Priscilla Wald uses Literature to Track the Outbreak Narrative

Priscilla Wald stands outside her Durham home, with a back drop of the Duke Forest behind her.

Duke University professor Priscilla Wald used to have a recurring dream about learning how to fly. The R. Florence Brinkley Distinguished Professor of English said that in her dream, people all around her realized they could tap into this new ability, buried deep in their brains. One by one, they took off. 

Wald learned how to fly too, and she woke up with a realization. “This dream, in a small way, is what teaching is,” she said, “Teaching and learning are about realizing something new about the world, about ourselves. That’s what it’s all about, and that’s why I love what I do.” 

“And I really, really love what I do,” Wald said.

Wald majored in English during her undergraduate years at Yale University. Studying English led her to explore anthropology and American studies, and she found herself with a burning curiosity about the political and cultural narratives unfolding around her.

After graduating from Yale in 1980, she continued studying English and American studies at Columbia University and, after earning her PhD. in English in 1989, she has been teaching ever since. She taught at Cornell University and the University of Washington before moving to Durham, where she lives with her husband.  

Although Wald said she loves reading and thinking about literary works, analyzing literature wasn’t quite enough for her. She felt an urge to tie themes of social justice into her work, she said. She searched for ways to make a positive impact on those around her by working with literature. “You have to leave the world better than you found it,” Wald said, “You have to work on the injustices.” 

Wald studies the intersections of literature and law, the environment, and science and medicine. She has published two books noting that she began to write when she realized that she could use writing to teach her students in new ways. 

“It occurred to me that writing was a form of teaching, and I started writing for my students,” she said. Writing has also helped Wald in her quest for social justice.

The idea for Wald’s first book began when she stumbled upon a pair of Supreme Court cases from the 19th century. One case was brought to court by an enslaved man, and the other by a Cherokee man. The court determined that, because both individuals were neither citizens nor aliens, they were not “persons in law.”

Wald was astonished by this concept. “I began a deep dive into theories about law, and what the law was, and why the law had this authority to make people ‘persons’ or ‘not persons,’” Wald said, “and that became my first book.” Wald published Constituting Americans: Cultural Anxiety and Narrative Form in 1995.

WORK REQUEST 1.
In the profile of Priscilla Wald, in what year did she publish Constituting Americans: Cultural Anxiety and Narrative Form?
WORK REQUEST 2.
Continue the profile of Priscilla Wald, starting after its last sentence.

RAW DATA.

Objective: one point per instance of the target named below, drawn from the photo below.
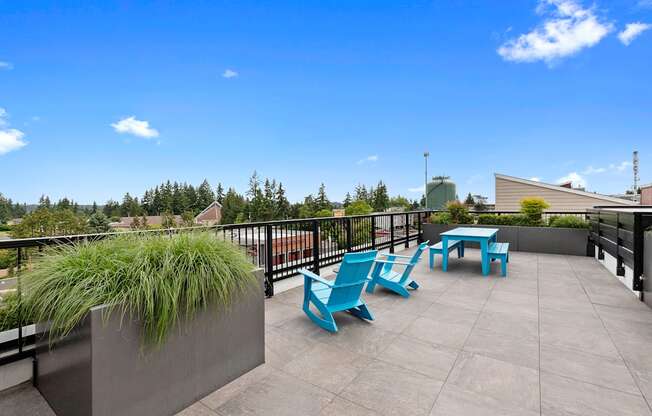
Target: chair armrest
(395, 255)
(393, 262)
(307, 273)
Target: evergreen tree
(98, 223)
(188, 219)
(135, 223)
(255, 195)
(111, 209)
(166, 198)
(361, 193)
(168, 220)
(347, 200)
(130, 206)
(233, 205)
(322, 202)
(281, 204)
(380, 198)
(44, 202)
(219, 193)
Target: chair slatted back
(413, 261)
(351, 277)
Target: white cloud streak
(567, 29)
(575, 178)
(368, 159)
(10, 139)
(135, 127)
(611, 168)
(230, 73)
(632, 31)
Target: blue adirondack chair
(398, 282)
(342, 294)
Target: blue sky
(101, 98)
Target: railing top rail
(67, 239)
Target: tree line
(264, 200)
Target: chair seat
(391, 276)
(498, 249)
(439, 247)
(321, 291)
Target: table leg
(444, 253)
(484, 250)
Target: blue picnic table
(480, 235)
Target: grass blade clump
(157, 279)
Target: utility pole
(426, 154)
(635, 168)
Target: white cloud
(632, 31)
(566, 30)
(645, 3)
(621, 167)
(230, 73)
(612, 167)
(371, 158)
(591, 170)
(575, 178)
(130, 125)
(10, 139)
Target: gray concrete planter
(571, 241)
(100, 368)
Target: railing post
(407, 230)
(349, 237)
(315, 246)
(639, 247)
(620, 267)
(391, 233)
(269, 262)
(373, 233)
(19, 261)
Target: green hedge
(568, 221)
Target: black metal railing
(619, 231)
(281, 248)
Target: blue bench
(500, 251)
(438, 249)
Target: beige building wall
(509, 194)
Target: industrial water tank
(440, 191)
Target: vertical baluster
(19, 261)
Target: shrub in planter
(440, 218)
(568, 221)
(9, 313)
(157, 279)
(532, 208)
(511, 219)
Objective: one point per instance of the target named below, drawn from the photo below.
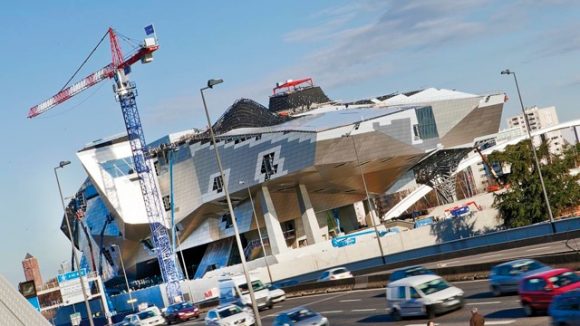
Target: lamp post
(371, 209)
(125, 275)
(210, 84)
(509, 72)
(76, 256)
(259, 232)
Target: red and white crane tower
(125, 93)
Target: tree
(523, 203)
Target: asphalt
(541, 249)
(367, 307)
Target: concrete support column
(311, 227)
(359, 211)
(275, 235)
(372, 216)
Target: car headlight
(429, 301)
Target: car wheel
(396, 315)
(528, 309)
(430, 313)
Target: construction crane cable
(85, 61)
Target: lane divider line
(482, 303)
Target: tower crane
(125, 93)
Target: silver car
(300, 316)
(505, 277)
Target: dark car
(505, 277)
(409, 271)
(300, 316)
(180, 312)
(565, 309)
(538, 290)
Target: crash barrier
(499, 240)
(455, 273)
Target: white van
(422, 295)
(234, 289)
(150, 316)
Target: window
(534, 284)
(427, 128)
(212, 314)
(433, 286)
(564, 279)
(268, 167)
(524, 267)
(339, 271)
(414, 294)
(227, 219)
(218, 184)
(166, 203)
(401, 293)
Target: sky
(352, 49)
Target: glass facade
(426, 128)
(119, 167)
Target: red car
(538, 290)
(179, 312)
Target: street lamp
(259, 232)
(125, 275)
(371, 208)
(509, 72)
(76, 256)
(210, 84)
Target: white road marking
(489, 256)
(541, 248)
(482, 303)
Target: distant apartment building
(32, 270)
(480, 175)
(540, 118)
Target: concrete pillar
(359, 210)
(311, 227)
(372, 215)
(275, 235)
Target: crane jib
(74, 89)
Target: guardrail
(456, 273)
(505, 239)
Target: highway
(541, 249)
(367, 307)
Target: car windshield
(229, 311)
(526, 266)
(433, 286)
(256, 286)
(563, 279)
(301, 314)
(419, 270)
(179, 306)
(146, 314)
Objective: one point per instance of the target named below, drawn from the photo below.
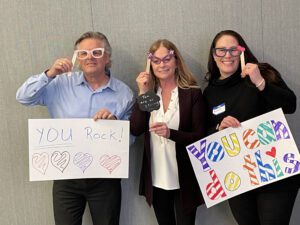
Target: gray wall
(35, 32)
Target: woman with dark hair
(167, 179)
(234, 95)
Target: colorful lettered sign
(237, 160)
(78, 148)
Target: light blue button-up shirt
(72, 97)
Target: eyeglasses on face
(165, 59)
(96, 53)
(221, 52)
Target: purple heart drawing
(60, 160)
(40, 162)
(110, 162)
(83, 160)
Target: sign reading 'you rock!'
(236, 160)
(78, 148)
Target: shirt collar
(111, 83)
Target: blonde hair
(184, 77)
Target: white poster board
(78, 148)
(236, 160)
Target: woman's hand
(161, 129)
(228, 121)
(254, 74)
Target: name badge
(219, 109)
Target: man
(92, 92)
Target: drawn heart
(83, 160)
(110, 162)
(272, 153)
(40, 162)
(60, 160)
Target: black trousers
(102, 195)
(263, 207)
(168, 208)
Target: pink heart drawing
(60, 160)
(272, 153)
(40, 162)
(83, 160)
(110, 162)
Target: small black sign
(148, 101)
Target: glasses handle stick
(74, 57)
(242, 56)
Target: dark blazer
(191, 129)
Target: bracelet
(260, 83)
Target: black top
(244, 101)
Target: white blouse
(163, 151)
* * *
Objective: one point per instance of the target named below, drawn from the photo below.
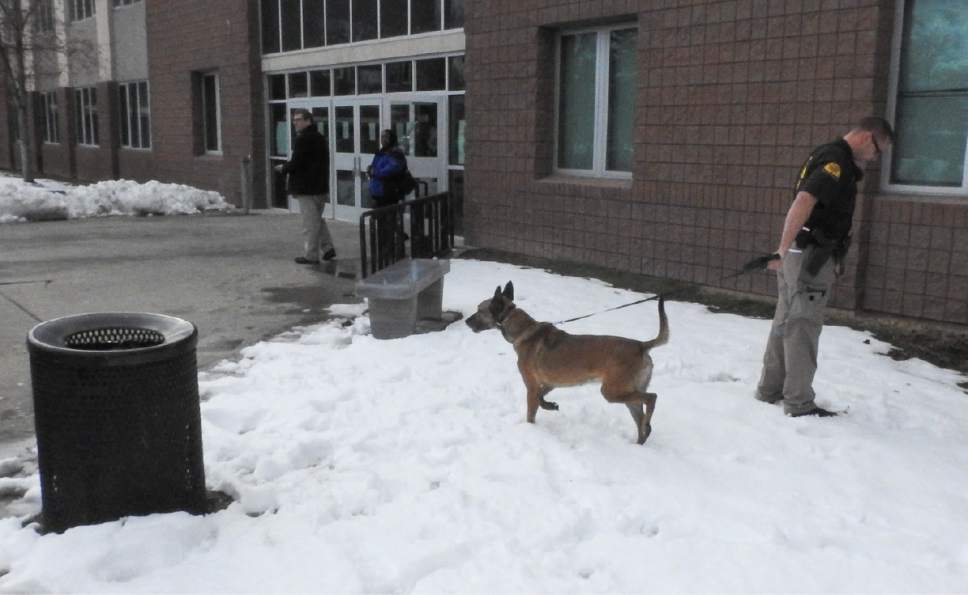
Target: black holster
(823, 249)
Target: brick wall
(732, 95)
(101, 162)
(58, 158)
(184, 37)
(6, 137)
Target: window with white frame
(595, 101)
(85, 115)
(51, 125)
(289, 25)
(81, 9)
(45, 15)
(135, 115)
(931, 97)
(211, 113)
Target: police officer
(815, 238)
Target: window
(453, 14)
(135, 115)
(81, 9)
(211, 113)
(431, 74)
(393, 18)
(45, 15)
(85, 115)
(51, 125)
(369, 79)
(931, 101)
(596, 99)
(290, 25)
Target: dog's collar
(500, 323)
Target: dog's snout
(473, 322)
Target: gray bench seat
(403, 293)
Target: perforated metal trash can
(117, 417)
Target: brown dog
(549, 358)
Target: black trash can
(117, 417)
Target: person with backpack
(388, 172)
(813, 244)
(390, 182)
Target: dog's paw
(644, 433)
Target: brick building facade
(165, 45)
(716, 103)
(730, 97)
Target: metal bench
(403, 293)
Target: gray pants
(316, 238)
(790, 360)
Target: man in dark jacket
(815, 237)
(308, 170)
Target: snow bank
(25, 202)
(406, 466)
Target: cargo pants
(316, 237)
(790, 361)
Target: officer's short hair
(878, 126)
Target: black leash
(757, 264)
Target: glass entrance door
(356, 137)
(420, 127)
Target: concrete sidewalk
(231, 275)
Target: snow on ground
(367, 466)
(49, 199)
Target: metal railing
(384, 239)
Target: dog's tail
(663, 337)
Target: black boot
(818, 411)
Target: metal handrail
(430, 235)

TASK OUTPUT 1.
1995

TASK OUTPUT 2.
Her second book, published in 2007, hits extremely close to home. In writing Contagious: Cultures, Carriers, and the Outbreak Narrative, Wald studied the society around her as it recovered from the HIV epidemic in the 1980s. In the 1990s, as doctors were still fighting against HIV and AIDS, Wald noticed a strange obsession in those around her.

“In the mid ‘90s, everyone was talking about this idea of emerging infections, diseases, novel viruses. It’s right where we are now,” Wald said, “It was a story of crisis and survival.”

So Wald approached the cultural obsession with outbreak the best way she knew how: through literature. She examined how information circulated through images, storylines, and word choice. “I take the things I learned from analyzing poetry and literature, and I apply it to cultural narratives,” Wald said.

The outbreak narrative is the story of a pandemic on a cultural canvas, Wald said. “I tracked how visual images and words and metaphors got out, and passed from science into scientific journalism and popular fiction and film,” she said, “and it became this conventional story that I call the outbreak narrative.” 

The outbreak narrative can be dangerous, Wald said. The outbreak narrative might tell us that epidemiologists have everything under control, or that doctors will be able to cure the sick. It might tell us that nothing is really as bad as we fear, and that the threat will go away before too much damage is done. Sound familiar?

“We have an opportunity with COVID to rewrite this narrative,” Wald said. 

“We’ll have some kind of end point to our current pandemic,” she continued. “Will we tell this as a story of technological triumph and medical science saving the day, or will we take a really good, hard look at what needs to change?”

It’s no coincidence the Black Lives Matter movement is gaining momentum as a virus that disproportionately sickens and kills people of color takes over the globe, Wald said. “Structural racism is inseparable from the conditions that predispose someone of color to this pandemic.”

This is a moment of pause, and possibly the only one we’ll get in our lifetime. This is a chance for change, Wald said, and a chance to get at the roots of our society’s problems. 

And Wald is happy she can spend this pause in the classroom. It’s probably the best place for exchanging ideas and exposing yourself to something new, she said. 

As Wald sat cross-legged in her Durham home, a laptop camera in front of her and the vast expanse of the Duke Forest visible through a large window behind her, I got the feeling she could talk about teaching for hours. One of her favorite things about being in the classroom, she said, is feeling challenged. She loves when a student questions her ideas and makes her think about something in a different way.

“My students say things that open my mind, and there is not a class that I’ve had where that hasn’t happened,” Wald said. “I’ve always learned as much as I’ve taught.”